_Task prompt:_
Arrange the rows below, from the first one through the line containing "point(174, 230)", as a two-column CSV with the headers instruction and points. Give one line per row, quote each field, replace line breaks with spaces, and leave out the pictures.

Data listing

>> start

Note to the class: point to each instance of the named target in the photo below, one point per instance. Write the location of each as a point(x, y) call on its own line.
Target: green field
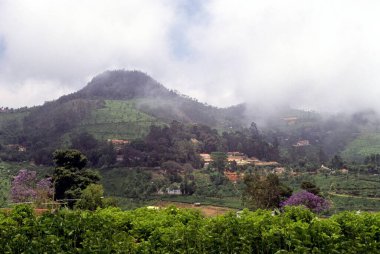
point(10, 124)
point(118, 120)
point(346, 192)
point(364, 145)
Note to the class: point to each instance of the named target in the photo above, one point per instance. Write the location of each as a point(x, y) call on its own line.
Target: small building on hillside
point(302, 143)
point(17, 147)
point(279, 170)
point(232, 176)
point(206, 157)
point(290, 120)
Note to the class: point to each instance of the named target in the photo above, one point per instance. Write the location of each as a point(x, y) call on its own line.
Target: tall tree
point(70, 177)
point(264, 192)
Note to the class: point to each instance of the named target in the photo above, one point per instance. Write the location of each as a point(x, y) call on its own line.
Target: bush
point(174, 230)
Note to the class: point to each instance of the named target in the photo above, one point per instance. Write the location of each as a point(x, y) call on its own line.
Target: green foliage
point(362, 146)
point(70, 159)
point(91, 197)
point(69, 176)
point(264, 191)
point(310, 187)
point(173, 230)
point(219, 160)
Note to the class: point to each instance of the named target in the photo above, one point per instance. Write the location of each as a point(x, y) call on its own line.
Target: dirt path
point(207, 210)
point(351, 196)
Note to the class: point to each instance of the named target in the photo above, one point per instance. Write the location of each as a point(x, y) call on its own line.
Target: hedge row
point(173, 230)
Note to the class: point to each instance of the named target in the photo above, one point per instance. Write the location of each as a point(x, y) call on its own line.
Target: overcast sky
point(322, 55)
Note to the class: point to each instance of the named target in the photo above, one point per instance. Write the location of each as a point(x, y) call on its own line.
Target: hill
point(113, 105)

>> end

_Answer below:_
instruction,points
"Note to the class: point to each instance of the named target in the photo below, one point per instance. Write the location of each as a point(x, y) call on its own line. Target: green field","point(10, 124) point(118, 120) point(346, 192) point(364, 145)"
"Note to the class: point to each instance of the named target in the photo above, one point per instance. Write the location of each as a point(x, y) call on its own line. Target: small building on hillside","point(302, 143) point(17, 147) point(279, 170) point(232, 176) point(206, 157) point(290, 120)"
"Note to the class: point to each instance of the named target in the photo above, one point per instance. Write the location of each as a point(x, y) call on its own line. Target: tall tree","point(70, 177) point(264, 192)"
"Note to the class: point to each instance of the named target in the photo above, one point per instance. Write the location of each as a point(x, y) call on its own line. Target: bush","point(174, 230)"